** Opening Document passage block **

Of course, they had no baseline as I previously mentioned to compare to. However, at home they recommended another scan in a year, at this hospital the radiologist recommended a follow up in 6 months. They called it a level and based on the level is how they determine when to recommend the follow up. I looked at his prior scans and there is nothing in there about a level, so that information the Dr at the prison gave him isn't consistent, so he is actually the one getting the records and I'll give it to the Dr here, or compare to the records we have.

But, here is the kicker. My husband is leaving Duluth in January. 6 months from the date of his scan he will be out on SR. The Dr. actually told my husband he can stay the 6 months and have the scan. Lol. My husband was like no way! He is like why would anyone stay in here when they don't have to be. Ironically, the Dr said because some people want to get the free medical test so they will stay. I'm thinking, ok, but even if they get it, and it shows something, are they actually going to treat it? Probably not.

** Closing Document passage block **
** Opening Extracted records block **

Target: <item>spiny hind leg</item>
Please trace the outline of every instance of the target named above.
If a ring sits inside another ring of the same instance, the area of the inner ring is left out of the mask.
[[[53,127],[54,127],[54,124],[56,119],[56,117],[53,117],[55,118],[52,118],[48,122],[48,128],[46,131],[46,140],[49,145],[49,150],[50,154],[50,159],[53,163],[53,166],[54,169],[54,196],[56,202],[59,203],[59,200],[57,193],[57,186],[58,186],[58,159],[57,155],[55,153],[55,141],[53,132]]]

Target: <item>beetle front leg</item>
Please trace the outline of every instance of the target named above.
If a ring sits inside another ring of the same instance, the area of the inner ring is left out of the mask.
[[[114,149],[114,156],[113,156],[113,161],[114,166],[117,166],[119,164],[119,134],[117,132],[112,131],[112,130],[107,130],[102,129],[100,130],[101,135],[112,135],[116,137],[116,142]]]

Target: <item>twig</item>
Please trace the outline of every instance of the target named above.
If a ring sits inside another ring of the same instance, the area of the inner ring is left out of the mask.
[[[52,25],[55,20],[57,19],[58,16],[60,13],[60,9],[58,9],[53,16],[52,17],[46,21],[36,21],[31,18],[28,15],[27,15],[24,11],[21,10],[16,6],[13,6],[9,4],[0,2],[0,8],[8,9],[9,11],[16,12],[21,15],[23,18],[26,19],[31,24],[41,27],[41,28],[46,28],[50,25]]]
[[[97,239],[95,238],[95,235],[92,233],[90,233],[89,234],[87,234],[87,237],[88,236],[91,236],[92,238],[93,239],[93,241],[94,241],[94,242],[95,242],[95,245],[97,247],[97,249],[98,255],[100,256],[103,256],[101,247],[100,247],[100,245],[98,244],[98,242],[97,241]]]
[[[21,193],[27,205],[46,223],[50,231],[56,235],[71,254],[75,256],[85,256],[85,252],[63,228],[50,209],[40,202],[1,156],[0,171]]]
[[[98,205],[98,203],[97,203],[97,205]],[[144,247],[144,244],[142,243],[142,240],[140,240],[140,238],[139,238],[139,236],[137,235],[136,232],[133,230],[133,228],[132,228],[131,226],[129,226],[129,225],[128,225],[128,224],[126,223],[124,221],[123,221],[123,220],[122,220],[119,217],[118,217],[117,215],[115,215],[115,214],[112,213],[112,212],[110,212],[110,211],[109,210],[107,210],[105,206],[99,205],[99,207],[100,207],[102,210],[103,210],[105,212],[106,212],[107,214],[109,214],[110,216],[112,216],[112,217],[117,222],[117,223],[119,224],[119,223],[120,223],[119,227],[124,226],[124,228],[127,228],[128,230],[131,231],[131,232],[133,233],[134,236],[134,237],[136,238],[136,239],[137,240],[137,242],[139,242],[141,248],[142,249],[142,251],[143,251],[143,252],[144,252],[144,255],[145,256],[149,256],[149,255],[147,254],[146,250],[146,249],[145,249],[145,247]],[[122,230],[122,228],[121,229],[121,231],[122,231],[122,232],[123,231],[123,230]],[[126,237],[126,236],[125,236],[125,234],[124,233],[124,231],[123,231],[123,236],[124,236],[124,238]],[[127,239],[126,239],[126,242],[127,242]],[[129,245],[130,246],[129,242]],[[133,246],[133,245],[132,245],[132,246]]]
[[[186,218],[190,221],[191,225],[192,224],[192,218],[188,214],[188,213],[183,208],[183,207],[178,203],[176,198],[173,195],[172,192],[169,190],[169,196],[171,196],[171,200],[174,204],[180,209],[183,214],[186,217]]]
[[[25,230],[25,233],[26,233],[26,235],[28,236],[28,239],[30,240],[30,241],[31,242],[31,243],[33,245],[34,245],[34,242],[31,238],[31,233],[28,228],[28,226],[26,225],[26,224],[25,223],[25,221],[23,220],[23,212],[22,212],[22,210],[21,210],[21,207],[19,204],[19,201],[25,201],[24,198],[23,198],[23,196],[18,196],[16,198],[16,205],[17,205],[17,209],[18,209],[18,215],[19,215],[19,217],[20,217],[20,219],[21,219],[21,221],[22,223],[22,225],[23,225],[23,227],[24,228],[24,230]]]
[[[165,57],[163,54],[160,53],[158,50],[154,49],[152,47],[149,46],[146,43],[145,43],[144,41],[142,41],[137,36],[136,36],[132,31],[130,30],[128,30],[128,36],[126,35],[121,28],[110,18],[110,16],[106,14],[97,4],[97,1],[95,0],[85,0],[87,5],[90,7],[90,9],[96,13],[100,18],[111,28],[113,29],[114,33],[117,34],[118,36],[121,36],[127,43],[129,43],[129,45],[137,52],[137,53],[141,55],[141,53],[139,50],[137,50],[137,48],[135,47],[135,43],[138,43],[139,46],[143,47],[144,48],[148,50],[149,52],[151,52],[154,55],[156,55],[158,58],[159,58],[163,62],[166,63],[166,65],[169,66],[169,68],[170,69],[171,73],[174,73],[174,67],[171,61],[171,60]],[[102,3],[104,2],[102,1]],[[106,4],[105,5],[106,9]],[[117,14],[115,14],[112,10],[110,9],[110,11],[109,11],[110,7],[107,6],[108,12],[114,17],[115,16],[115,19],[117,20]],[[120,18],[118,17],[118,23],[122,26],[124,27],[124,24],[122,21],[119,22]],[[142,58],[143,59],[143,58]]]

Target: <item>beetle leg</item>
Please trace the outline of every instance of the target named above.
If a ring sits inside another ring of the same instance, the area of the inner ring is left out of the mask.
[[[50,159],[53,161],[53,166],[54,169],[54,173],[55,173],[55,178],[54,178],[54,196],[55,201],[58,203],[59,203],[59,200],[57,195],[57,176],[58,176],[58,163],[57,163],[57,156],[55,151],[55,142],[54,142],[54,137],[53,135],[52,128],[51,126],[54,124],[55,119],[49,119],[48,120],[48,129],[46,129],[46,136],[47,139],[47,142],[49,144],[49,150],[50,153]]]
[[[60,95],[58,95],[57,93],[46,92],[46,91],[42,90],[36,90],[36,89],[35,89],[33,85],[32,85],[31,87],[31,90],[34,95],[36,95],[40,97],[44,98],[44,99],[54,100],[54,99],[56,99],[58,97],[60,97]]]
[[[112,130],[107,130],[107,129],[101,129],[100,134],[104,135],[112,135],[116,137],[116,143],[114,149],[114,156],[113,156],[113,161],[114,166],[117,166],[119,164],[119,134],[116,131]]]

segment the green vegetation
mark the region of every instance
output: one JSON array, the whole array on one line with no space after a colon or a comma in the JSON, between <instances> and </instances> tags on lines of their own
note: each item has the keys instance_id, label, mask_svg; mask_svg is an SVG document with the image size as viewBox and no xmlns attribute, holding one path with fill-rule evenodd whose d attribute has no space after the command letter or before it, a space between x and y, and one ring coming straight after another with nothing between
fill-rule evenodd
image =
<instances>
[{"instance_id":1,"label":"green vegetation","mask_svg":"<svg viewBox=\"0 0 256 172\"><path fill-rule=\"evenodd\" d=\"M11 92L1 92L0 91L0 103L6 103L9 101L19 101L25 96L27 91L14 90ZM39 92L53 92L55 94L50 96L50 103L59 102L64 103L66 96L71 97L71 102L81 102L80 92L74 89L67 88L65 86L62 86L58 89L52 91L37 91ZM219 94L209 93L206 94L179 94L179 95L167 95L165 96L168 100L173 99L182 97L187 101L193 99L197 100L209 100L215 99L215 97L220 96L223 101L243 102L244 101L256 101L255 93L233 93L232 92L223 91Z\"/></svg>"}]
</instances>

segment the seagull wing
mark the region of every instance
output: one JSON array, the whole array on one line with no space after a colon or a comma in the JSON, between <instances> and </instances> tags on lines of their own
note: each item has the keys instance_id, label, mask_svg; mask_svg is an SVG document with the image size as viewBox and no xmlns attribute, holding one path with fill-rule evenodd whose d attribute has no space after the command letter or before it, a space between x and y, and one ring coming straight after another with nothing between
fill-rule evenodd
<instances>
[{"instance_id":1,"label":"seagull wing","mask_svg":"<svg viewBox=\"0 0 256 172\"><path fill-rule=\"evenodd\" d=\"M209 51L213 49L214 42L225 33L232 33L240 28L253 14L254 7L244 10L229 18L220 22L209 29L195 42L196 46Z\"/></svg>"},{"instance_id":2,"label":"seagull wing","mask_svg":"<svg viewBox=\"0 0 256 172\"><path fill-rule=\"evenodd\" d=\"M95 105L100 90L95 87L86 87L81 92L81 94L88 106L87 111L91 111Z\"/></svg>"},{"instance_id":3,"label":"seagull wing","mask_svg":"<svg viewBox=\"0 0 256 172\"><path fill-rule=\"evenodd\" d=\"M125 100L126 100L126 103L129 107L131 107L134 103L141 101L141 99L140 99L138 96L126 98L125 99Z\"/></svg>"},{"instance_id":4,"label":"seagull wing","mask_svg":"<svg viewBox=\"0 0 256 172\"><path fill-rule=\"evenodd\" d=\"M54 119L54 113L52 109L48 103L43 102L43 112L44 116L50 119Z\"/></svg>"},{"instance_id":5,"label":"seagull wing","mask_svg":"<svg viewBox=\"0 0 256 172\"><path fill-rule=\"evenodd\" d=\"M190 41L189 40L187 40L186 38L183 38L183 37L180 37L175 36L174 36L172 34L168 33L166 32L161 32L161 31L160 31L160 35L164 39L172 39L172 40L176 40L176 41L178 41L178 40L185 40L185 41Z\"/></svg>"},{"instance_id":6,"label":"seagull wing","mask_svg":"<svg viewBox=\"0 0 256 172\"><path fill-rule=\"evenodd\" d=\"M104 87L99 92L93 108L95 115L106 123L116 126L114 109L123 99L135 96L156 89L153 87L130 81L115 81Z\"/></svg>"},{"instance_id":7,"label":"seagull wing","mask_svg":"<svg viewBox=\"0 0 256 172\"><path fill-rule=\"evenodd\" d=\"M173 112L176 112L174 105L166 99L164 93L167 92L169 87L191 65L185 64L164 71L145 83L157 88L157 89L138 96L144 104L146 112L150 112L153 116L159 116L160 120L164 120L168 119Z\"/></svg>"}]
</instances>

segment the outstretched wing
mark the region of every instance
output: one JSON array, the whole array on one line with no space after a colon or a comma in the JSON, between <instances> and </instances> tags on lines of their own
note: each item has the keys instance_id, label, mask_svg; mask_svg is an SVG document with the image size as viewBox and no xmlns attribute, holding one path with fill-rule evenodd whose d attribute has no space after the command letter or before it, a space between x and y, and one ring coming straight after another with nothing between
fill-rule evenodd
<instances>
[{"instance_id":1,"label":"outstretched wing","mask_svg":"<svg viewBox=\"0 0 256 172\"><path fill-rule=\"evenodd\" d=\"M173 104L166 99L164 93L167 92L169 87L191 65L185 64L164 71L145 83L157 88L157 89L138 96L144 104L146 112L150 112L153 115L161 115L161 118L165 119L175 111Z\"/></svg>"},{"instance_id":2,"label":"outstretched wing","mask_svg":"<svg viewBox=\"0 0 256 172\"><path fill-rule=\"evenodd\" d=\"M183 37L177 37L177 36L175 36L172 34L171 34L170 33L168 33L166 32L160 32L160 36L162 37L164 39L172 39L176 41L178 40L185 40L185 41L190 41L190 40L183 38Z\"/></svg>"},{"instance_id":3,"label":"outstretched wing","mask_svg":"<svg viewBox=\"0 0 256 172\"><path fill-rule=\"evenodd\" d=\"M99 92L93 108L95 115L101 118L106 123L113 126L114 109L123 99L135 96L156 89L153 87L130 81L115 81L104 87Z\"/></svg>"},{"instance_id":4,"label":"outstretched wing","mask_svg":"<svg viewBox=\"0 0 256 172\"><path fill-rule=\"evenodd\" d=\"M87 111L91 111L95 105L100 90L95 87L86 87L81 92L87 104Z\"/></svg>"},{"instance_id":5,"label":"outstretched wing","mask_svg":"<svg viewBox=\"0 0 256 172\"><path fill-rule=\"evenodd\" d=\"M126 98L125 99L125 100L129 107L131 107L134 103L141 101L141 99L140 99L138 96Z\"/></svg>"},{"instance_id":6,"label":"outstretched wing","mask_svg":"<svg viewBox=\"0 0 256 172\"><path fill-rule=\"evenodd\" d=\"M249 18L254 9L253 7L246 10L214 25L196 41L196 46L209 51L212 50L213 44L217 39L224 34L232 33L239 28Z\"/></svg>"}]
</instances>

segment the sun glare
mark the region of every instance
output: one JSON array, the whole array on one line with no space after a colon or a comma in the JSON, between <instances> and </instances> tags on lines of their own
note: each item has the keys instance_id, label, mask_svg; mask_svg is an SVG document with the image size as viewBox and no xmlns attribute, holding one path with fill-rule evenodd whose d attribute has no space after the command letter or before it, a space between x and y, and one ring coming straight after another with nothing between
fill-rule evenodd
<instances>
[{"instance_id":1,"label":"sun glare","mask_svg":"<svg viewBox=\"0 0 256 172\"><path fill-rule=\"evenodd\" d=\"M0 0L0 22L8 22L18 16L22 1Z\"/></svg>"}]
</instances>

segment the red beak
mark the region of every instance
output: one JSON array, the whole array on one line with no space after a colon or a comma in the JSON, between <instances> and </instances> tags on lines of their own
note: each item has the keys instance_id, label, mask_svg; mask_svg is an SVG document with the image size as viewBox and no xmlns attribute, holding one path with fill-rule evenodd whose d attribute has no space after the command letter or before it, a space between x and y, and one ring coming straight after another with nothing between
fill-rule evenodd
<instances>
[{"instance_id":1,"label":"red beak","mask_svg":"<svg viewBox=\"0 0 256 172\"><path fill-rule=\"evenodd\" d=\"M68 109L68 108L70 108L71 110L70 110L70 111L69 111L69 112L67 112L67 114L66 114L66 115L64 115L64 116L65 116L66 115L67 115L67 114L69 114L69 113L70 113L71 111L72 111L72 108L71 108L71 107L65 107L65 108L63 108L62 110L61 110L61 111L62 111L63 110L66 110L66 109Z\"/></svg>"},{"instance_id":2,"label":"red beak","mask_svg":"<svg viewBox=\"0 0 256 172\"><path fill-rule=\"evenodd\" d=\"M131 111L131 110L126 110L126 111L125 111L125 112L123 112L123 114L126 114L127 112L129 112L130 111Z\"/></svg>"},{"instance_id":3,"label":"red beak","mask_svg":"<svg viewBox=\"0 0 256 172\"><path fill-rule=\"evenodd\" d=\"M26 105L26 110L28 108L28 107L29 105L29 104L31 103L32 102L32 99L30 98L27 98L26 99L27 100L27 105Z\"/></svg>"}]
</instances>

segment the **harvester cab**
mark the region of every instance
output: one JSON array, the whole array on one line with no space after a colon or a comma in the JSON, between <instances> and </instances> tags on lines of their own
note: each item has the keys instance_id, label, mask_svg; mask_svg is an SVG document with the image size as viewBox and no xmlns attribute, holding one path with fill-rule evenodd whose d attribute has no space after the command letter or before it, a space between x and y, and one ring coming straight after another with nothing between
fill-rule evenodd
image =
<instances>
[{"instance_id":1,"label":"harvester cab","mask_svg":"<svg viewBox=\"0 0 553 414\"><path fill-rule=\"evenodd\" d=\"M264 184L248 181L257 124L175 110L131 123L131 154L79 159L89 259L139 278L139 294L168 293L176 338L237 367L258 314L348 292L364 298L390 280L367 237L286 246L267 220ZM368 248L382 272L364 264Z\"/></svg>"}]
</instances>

** Closing Extracted records block **

- **Tasks for this exercise**
1. In the passage about the husband's follow-up scan, what follow-up interval did the radiologist at this hospital recommend?
2. Resume the account of the husband's follow-up scan, picking up after its final sentence.

- **Results**
1. A follow-up in 6 months.

2.
We are at 79 days. I'm praying my husband doesn't get sick. Apparently, the only thing that can stop them from releasing him is if they put him on a medical hold if he gets sick. Barring some emergency, he is not planning to go to medical for any reason whatsoever before he gets out of there!! They kept some other guy who was supposed to leave a few months ago and he missed all of his HWH time and was just released.